*Short exercise*.
Please rescale the rows below by rewriting every line, requests included, with each coordinate in the answers multiplied by 1.6 and rounded to a whole number, halves rounding up. Do this for all the rows, and leave the numbers in the requests and their format unchanged.

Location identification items
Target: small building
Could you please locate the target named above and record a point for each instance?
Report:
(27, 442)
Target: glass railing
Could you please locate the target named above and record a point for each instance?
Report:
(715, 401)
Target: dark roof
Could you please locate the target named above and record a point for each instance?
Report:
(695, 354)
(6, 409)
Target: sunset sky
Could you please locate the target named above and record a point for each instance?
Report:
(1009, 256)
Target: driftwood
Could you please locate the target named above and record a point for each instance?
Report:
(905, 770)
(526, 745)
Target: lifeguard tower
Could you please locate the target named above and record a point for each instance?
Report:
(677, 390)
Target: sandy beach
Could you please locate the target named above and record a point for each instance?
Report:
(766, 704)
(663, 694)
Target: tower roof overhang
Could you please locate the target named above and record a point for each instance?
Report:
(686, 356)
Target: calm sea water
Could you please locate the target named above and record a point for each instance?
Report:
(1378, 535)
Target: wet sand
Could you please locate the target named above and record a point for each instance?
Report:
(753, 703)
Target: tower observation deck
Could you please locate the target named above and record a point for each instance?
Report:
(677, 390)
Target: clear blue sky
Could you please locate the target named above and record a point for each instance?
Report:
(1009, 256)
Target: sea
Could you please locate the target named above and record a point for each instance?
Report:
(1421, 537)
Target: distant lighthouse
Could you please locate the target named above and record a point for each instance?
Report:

*Reply*.
Target: small building
Could you please locate the target named above and record a point for each instance?
Report:
(43, 707)
Target: glass railing
Could you please locate the target named above and record a point for each instance?
Report:
(1144, 642)
Target: dark roof
Could you please locate the target named above and record a point for each instance?
Report:
(1112, 566)
(10, 654)
Target: sunset sky
Could you please locate the target named above and record a point for each instance?
Report:
(1614, 410)
Target: driftwood
Could you please locate the target named above and record a point for each instance?
Report:
(1448, 1232)
(842, 1192)
Target: lifeguard tower
Could you please locate the target named above and record a point for each instance?
Report:
(1083, 624)
Target: sandy beach
Could you please locate the target named above and record a point for each instance?
Report:
(1226, 1126)
(1061, 1110)
Target: tower roof overhang
Could you please locate the target named above and record a point for each instance?
Report:
(1098, 570)
Target: calm sea water
Could you please locate the target named above and record a point for each instance?
Report:
(2205, 856)
Target: wet sand
Could you please locate the target named above and record a point for each instance?
Report:
(1205, 1125)
Target: tower observation deck
Could you please locate the target named above and record a point for each instance?
Report:
(1083, 624)
Target: clear blue sky
Could you please locate the target named above and record a point for each instance?
Report:
(1614, 410)
Target: sea
Could you please locate the target named above and record a point for each instance?
Report:
(2274, 859)
Target: distant lighthouse
Could you please locate the target named above and record a point for each instance?
Report:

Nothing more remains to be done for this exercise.